▶ **What is expected**
An exact, complete copy of the entries is what is needed.

[Point-per-instance localization data]

::::

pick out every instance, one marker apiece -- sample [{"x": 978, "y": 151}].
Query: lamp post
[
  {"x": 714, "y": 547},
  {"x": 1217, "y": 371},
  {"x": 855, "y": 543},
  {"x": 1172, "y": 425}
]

::::

▶ **Solved exercise**
pick out every instance, one marker apiece -- sample [{"x": 978, "y": 151}].
Query: lamp post
[
  {"x": 714, "y": 547},
  {"x": 1217, "y": 371},
  {"x": 855, "y": 543},
  {"x": 1172, "y": 425}
]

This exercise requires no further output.